Records excerpted from a collection:
--------------------------------------------------
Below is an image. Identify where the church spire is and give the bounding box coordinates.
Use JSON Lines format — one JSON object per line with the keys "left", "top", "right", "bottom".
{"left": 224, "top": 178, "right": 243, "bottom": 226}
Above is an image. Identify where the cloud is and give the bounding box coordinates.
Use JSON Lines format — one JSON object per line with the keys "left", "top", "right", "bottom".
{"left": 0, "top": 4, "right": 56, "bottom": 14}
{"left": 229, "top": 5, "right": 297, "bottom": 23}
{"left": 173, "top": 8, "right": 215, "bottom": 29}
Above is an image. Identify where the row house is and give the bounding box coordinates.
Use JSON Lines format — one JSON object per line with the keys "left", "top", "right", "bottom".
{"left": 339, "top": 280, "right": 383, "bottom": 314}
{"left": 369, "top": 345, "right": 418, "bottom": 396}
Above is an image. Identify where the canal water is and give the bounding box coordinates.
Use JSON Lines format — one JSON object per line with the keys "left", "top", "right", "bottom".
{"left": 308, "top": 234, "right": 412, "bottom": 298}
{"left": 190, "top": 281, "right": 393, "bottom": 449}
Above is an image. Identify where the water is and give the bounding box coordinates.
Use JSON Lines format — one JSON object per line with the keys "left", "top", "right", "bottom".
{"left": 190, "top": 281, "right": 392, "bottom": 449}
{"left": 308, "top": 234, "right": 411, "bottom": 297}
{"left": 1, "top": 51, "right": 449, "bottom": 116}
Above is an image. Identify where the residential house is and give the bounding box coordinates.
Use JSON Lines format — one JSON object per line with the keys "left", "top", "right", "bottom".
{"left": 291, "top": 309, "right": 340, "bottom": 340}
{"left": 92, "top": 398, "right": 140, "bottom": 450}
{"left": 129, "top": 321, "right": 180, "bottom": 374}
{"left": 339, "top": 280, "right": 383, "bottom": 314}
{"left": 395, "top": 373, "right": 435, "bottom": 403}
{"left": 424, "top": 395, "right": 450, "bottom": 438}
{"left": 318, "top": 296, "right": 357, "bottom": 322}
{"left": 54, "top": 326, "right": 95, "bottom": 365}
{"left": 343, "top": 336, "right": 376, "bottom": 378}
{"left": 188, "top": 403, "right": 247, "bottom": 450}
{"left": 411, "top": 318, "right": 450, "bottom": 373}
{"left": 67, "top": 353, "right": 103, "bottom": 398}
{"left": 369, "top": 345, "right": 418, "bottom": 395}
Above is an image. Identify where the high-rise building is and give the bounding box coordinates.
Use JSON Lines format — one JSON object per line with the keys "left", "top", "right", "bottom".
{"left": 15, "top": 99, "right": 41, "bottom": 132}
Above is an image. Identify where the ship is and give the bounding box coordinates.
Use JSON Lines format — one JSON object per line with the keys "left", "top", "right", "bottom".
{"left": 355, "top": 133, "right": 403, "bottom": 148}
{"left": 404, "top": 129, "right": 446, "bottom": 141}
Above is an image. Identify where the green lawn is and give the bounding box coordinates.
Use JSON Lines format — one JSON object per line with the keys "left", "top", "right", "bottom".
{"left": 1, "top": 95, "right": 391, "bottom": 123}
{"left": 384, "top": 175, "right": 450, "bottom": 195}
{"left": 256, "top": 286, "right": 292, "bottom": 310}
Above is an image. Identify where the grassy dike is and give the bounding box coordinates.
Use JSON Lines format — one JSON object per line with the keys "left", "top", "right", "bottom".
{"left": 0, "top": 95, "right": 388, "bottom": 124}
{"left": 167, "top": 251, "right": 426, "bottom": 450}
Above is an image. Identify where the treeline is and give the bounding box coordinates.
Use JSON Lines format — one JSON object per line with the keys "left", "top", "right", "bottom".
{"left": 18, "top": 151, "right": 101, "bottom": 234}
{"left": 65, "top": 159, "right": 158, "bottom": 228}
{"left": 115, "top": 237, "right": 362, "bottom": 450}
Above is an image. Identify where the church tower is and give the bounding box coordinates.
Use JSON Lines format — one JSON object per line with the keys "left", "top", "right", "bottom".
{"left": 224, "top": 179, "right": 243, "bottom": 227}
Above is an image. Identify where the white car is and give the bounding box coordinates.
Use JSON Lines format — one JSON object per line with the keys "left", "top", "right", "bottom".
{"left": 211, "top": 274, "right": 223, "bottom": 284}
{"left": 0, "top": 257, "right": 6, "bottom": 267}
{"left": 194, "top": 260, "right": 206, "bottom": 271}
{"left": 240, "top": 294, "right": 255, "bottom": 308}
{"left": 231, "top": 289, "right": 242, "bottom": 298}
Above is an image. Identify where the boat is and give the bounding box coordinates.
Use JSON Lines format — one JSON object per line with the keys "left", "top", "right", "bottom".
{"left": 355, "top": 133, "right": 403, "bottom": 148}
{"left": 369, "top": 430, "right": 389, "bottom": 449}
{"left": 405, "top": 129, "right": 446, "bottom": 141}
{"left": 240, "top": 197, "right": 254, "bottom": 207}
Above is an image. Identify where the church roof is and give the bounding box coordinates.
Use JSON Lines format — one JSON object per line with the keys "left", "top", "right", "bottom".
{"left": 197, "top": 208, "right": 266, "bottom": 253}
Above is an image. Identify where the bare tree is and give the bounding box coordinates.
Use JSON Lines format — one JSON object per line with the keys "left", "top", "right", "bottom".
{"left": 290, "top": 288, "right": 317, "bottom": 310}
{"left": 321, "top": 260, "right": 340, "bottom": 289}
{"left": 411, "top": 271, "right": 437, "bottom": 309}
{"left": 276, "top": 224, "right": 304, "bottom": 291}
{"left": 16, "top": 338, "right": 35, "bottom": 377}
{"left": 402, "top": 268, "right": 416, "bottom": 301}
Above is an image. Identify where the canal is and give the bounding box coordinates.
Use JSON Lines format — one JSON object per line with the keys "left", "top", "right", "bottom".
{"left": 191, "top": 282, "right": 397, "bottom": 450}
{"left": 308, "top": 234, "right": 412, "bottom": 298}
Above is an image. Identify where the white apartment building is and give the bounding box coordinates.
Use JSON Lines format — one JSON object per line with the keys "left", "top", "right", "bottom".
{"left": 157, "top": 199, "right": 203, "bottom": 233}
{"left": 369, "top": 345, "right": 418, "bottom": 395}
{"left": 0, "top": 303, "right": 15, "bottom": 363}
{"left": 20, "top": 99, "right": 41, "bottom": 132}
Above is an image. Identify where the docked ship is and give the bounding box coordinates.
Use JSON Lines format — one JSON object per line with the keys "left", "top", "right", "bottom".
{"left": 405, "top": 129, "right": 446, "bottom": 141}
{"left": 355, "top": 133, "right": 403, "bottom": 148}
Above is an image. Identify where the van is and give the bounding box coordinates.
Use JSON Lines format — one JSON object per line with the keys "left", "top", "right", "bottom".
--------------------------------------------------
(WHAT IS BEING ASKED): Copy all the records above precisely.

(EXERCISE SOLUTION):
Below is an image. Identify where the church spire is and give the bounding box coordinates.
Use JSON Lines format — one JSON object per line with the keys "left", "top", "right", "bottom".
{"left": 224, "top": 178, "right": 243, "bottom": 226}
Above is an image. Identify where the cloud is and give the bounding box coordinates.
Use JSON Lines format — one JSON object per line with the keys "left", "top", "right", "bottom".
{"left": 0, "top": 4, "right": 56, "bottom": 14}
{"left": 229, "top": 5, "right": 297, "bottom": 23}
{"left": 173, "top": 8, "right": 215, "bottom": 29}
Above is an image. Identify where the row house is and give the bounding box coordinates.
Use JSON Lines format — one JSON object per line with the keys "left", "top", "right", "bottom".
{"left": 339, "top": 280, "right": 383, "bottom": 314}
{"left": 369, "top": 345, "right": 418, "bottom": 396}
Above is an image. Identify where the canal water is and give the bounding box coordinates.
Use JSON Lines format — one JSON object per line with the keys "left", "top", "right", "bottom".
{"left": 308, "top": 234, "right": 412, "bottom": 298}
{"left": 190, "top": 281, "right": 393, "bottom": 449}
Above is an image. Identify where the water is and give the bounding box coordinates.
Use JSON Lines format — one JSON object per line with the keys "left", "top", "right", "bottom".
{"left": 190, "top": 281, "right": 392, "bottom": 449}
{"left": 308, "top": 234, "right": 411, "bottom": 297}
{"left": 1, "top": 51, "right": 449, "bottom": 116}
Above is an image. Identify where the residential house is and give the bounding box coordinates.
Use JSON Lines format — one JSON object per line with the keys "left", "top", "right", "bottom".
{"left": 291, "top": 309, "right": 340, "bottom": 340}
{"left": 92, "top": 398, "right": 140, "bottom": 450}
{"left": 129, "top": 321, "right": 180, "bottom": 374}
{"left": 339, "top": 280, "right": 383, "bottom": 314}
{"left": 395, "top": 373, "right": 435, "bottom": 403}
{"left": 424, "top": 395, "right": 450, "bottom": 438}
{"left": 318, "top": 296, "right": 357, "bottom": 322}
{"left": 54, "top": 326, "right": 95, "bottom": 365}
{"left": 343, "top": 336, "right": 376, "bottom": 378}
{"left": 188, "top": 403, "right": 247, "bottom": 450}
{"left": 411, "top": 318, "right": 450, "bottom": 373}
{"left": 67, "top": 353, "right": 103, "bottom": 398}
{"left": 369, "top": 345, "right": 418, "bottom": 395}
Above is an image. Identify where the high-rise building is and give the bounding box coordinates.
Use JSON Lines format — one JSON object per line with the keys "left", "top", "right", "bottom".
{"left": 15, "top": 99, "right": 41, "bottom": 132}
Above is an image. Identify where the ship is and give the bounding box coordinates.
Use JSON Lines format — one JSON object per line with the keys "left", "top", "right", "bottom".
{"left": 355, "top": 133, "right": 403, "bottom": 148}
{"left": 404, "top": 129, "right": 446, "bottom": 141}
Above is an image. Identify where the green lawn is and give the bounding box coordinates.
Use JSON Lines format — one JSON object per line with the keys "left", "top", "right", "bottom".
{"left": 1, "top": 95, "right": 391, "bottom": 123}
{"left": 384, "top": 175, "right": 450, "bottom": 195}
{"left": 256, "top": 286, "right": 292, "bottom": 310}
Above is an image. Identify where the grassy dike is and give the bounding box coordinates.
Use JSON Lines format — one JSON object per line with the keys "left", "top", "right", "bottom".
{"left": 0, "top": 95, "right": 388, "bottom": 124}
{"left": 167, "top": 251, "right": 426, "bottom": 450}
Above is an image. Identify where the treeline is and give the bounding box coordinates.
Use JSON Lines format — one JSON object per line with the keys "left", "top", "right", "bottom".
{"left": 18, "top": 151, "right": 101, "bottom": 234}
{"left": 65, "top": 159, "right": 158, "bottom": 228}
{"left": 115, "top": 237, "right": 362, "bottom": 450}
Above is an image. Identify where the church tower is and give the bounding box coordinates.
Use JSON Lines format — one JSON object per line with the keys "left", "top", "right", "bottom".
{"left": 224, "top": 179, "right": 243, "bottom": 227}
Above is an image. Identify where the white car is and give the bounding box coordinates.
Use JSON Lines format — one JSON object per line with the keys "left", "top", "right", "bottom".
{"left": 211, "top": 274, "right": 223, "bottom": 284}
{"left": 0, "top": 257, "right": 6, "bottom": 267}
{"left": 194, "top": 260, "right": 206, "bottom": 271}
{"left": 240, "top": 294, "right": 255, "bottom": 308}
{"left": 231, "top": 289, "right": 242, "bottom": 298}
Above is an image. Identify where the boat is and give the bounding box coordinates.
Use JSON Lines format — one JSON object per line with the keys "left", "top", "right", "bottom".
{"left": 355, "top": 133, "right": 403, "bottom": 148}
{"left": 369, "top": 430, "right": 389, "bottom": 449}
{"left": 405, "top": 129, "right": 446, "bottom": 141}
{"left": 240, "top": 197, "right": 254, "bottom": 207}
Above is an image. Identify where the church roof is and give the bounding box coordinates.
Use JSON Lines format — one JSON object per line with the keys "left", "top", "right", "bottom".
{"left": 197, "top": 208, "right": 266, "bottom": 253}
Above is an image. Identify where the bare tree is and give the bounding box coordinates.
Use JSON Lines format — one JSON object per line with the keys "left", "top", "right", "bottom".
{"left": 290, "top": 288, "right": 317, "bottom": 310}
{"left": 321, "top": 260, "right": 340, "bottom": 289}
{"left": 411, "top": 271, "right": 437, "bottom": 309}
{"left": 276, "top": 224, "right": 304, "bottom": 291}
{"left": 16, "top": 338, "right": 35, "bottom": 377}
{"left": 402, "top": 268, "right": 416, "bottom": 301}
Above is an image. Identify where the canal is and give the bounding box coordinates.
Use JSON Lines format — one JSON object per line with the keys "left", "top", "right", "bottom".
{"left": 191, "top": 282, "right": 397, "bottom": 450}
{"left": 308, "top": 234, "right": 412, "bottom": 298}
Above is an image. Identify where the white apartment building is and give the bounding box coordinates.
Use JSON Lines format — one JSON object per line with the keys "left", "top", "right", "bottom".
{"left": 157, "top": 199, "right": 203, "bottom": 233}
{"left": 369, "top": 345, "right": 418, "bottom": 395}
{"left": 0, "top": 303, "right": 15, "bottom": 363}
{"left": 20, "top": 99, "right": 41, "bottom": 132}
Above is an image. Identify where the docked ship is and give the bounding box coordinates.
Use JSON Lines format — one JSON object per line with the keys "left", "top", "right", "bottom".
{"left": 405, "top": 129, "right": 446, "bottom": 141}
{"left": 355, "top": 133, "right": 403, "bottom": 148}
Above is an image. Identify where the van is and give the bounding box coordinates.
Use JSON Lines format — one JSON object per line with the keys "left", "top", "right", "bottom".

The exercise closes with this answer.